[Extract provided]
* * * * * * * * *
If 2020 showed North America anything, it is that our supply chain for various products needs to be addressed. This means, in a lot of cases, manufacturing must be brought back to the mother ship.
I am in Canada, and it was and still is very pronounced due to the fact that we as a country do not have any vaccine-production facilities. This is being rectified by building two plants to manufacture vaccines for our future issues that are sure to be present in our lifetime.
A big problem with bringing this manufacturing onshore is the cost of the final product. People in North America are paid way more than their counterparts in offshore locations, generally speaking.
In order to remain competitive in the marketplace, people need co-inhabitants such as robots and vision systems.
Getting back to vaccine production, it is also imperative to have 100% inspection of the bottles before filling. The same could be said of the beverage industry. So, how do they do that? Vision.
The speeds at which product is made requires the use of high-speed cameras to do the inspection that a human cannot do at the speeds required.
This inspection is needed at the points of defect, which can be varied and would be needed in multiple places to reduce waste, as well as detect production issues that can crop up at any time.
While I am unfamiliar with the actual cost of making a vaccine dose, and we need to have as many 100% good quality vaccines as possible, this cannot be done with the use of vision systems.
A vision system characterized by a 360° inspection profile for vaccine bottles can utilize one camera per location and detect multiple deficiencies.
Vision systems—simple and complex—have been used for ages in the field of automation. Bottle inspection in the beverage industry has been employed forever. The future was very bright 20 years ago and has only gotten better as the years past.
What does the future hold now?
According to the industry, vision-system trends can be summarized in five areas.
* * * * * * * * *
[Provided records]
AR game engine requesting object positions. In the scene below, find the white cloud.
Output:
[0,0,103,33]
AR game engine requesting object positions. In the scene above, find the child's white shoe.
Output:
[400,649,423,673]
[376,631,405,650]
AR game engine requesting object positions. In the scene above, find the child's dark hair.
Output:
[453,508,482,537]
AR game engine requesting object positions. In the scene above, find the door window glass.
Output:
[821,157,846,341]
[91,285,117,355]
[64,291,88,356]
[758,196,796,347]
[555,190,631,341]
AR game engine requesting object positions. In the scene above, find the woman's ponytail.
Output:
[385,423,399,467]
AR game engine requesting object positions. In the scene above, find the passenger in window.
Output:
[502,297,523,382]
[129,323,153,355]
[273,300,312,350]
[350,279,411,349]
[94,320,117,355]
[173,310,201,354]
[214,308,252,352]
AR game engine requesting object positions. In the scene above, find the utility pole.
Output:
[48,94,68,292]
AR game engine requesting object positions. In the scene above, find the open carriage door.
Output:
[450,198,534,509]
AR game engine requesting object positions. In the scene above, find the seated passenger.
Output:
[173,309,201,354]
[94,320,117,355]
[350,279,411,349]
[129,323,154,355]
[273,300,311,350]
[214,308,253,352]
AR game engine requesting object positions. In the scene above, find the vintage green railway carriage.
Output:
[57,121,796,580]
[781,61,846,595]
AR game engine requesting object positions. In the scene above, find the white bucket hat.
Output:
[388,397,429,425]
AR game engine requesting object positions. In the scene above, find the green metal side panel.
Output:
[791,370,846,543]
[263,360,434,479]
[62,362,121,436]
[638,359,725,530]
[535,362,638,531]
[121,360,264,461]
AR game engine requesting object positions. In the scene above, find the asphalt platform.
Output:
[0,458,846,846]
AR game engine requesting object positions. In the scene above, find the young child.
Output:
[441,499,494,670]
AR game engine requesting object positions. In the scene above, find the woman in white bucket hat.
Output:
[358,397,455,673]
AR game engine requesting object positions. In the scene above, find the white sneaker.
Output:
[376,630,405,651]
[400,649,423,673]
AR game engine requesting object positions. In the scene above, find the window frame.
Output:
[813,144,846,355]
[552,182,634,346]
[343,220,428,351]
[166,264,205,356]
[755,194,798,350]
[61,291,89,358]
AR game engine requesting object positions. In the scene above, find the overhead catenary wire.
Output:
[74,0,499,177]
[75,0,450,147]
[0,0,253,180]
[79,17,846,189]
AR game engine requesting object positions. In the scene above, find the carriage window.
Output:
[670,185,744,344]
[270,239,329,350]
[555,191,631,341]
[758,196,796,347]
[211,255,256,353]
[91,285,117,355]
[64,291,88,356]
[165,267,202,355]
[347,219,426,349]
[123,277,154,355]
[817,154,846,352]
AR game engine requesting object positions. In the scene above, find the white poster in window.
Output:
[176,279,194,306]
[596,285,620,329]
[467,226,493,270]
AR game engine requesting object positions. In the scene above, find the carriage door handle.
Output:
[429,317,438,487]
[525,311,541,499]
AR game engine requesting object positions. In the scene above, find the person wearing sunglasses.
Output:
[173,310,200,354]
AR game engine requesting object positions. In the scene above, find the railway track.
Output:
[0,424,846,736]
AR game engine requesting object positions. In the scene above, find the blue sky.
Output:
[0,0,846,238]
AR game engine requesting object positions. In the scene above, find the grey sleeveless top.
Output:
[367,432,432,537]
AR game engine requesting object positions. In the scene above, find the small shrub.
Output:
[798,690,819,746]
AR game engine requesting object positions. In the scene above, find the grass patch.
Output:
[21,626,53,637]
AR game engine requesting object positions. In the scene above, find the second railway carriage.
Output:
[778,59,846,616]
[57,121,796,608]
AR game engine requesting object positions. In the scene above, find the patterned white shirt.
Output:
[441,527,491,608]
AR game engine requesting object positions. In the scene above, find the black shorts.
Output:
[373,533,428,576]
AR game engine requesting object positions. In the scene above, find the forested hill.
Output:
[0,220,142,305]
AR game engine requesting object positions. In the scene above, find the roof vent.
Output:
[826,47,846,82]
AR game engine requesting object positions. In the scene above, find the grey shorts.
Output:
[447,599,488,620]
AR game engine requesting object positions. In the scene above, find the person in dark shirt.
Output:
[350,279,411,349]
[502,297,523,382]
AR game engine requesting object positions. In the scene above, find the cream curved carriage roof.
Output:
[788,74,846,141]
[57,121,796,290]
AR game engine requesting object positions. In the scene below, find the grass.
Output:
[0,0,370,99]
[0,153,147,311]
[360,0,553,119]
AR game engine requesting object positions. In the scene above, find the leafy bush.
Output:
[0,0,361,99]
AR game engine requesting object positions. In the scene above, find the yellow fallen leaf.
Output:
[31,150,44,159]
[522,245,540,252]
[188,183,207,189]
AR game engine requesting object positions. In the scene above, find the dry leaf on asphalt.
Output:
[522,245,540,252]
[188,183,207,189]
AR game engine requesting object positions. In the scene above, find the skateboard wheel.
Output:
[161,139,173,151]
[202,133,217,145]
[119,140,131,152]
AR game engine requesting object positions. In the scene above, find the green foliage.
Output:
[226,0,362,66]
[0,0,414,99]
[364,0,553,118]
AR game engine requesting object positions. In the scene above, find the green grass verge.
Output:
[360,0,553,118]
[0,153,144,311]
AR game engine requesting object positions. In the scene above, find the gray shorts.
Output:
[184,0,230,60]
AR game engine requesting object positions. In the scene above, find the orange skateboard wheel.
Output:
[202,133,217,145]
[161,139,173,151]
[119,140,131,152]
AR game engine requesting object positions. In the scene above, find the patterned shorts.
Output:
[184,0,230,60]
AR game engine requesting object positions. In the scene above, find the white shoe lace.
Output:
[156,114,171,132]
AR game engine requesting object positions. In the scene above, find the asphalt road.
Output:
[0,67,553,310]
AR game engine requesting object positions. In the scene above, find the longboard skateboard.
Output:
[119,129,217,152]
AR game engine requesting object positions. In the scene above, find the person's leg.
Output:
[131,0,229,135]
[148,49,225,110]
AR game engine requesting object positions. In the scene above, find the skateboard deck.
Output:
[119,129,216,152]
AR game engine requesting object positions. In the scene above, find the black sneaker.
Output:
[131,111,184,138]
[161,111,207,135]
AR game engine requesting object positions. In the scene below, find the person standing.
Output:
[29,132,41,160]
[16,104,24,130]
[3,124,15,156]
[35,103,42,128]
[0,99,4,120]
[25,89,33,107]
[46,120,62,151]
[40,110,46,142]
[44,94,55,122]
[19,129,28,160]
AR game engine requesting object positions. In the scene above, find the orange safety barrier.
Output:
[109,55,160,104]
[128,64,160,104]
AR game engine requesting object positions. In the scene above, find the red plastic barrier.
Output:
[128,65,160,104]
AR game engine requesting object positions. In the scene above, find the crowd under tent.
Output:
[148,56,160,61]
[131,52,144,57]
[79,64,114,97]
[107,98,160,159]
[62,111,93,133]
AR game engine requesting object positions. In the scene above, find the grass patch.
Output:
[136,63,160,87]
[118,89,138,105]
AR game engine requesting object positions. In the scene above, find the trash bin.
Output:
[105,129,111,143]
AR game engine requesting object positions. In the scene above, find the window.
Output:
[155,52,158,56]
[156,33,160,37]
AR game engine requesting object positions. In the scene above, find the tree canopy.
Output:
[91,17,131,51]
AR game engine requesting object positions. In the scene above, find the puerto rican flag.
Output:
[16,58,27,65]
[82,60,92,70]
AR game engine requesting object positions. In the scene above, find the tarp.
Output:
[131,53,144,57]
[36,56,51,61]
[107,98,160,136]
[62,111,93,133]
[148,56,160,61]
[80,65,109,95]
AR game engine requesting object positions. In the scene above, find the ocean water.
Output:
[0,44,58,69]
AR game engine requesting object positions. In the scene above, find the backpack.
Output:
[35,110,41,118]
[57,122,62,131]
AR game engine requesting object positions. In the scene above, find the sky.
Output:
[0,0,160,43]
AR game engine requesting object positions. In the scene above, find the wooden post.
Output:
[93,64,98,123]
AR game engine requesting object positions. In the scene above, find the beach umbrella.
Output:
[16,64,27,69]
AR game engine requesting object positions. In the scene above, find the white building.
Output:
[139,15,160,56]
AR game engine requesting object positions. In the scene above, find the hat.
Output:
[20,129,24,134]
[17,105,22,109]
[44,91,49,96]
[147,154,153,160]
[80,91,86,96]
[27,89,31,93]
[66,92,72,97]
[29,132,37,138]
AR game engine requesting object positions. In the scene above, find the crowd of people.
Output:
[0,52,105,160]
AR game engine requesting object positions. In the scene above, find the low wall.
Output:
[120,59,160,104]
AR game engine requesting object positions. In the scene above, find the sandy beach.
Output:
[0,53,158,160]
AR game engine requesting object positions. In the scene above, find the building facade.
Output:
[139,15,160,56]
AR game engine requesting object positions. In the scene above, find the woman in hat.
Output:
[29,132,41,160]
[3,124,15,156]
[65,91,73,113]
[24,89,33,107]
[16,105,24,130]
* * * * * * * * *
[Explore the material]
1. In the article on vision systems, what is Canada doing about its lack of vaccine-production facilities?
2. Summarize the article on vision systems in two sentences.
3. Continue the article on vision systems from its last sentence.

[Answers to this exercise]
1. Canada is building two plants to manufacture vaccines.

2. The supply-chain problems exposed in 2020 mean much manufacturing must return to North America, where higher wages raise costs, so workers need robots and vision systems to stay competitive. In vaccine and beverage production, high-speed cameras inspect every bottle at speeds no human can match, catching defects and production issues to reduce waste.

3.
- 3D vision (imaging) is gaining a lot of traction in the packaging industry in general but specifically in applications where 2D imaging is not efficient. Depth-of-field detection can be very valuable depending on the application. With the advent of cobots, depth-of-field detection will become more important due to social distancing issues that may stick around for a while due to COVID-19.
- Advances in sensor technology have allowed shortwave infrared (SWIR) line cameras to penetrate industries such as medical imaging and material sensing applications. One application would be the detection of non-visible (to the naked eye in visible light) features such as separation of Product A and Product B and of course detection of foreign parts that are not supposed to be there. The main component for success is contrast. SWIR cameras detect absorbed light instead of reflected light allowing it to be used in the discerning applications where the material composition needs to be consistent or detecting the percentage of difference between colors such as light and dark.
- One specification of camera speed is transmission of the result to the automation system. Back in the day, I used a vision system that interfaced with the PLC over serial. That bottleneck determined the throughput rate of product. Today, Ethernet-connected cameras can do well into the Gigabit range. There is a specification called CoaxPress 2.0, which is used for higher-speed camera applications for semiconductor inspection and other electronic applications.
- Edge vision systems may be coming to an application near you in the future. Field programmable gate arrays (FPGAs) and the camera’s ability to make its own automation decisions can drastically reduce processing time in a high-speed application. FPGAs provide this ability, and to have the camera as your automation partner in any application may prove more cost-effective than standard PC-based vision solutions.
- Vision-guided robots have been around for a while, but with COVID-19 there has been a growth spurt in order to reduce personal contact and social distancing. Cobots can be used to pick parts from trays, but how about from a rotary feeder? The robot’s vision system would have to align the end effector in order to pick up the part in its correct orientation to hand to its human counterpart. Expect to see more vision-guided robots as we move forward.
Vision systems have become much more intelligent since I started using them in the 1980s. They’re also much faster. It is a technology arena that requires your attention.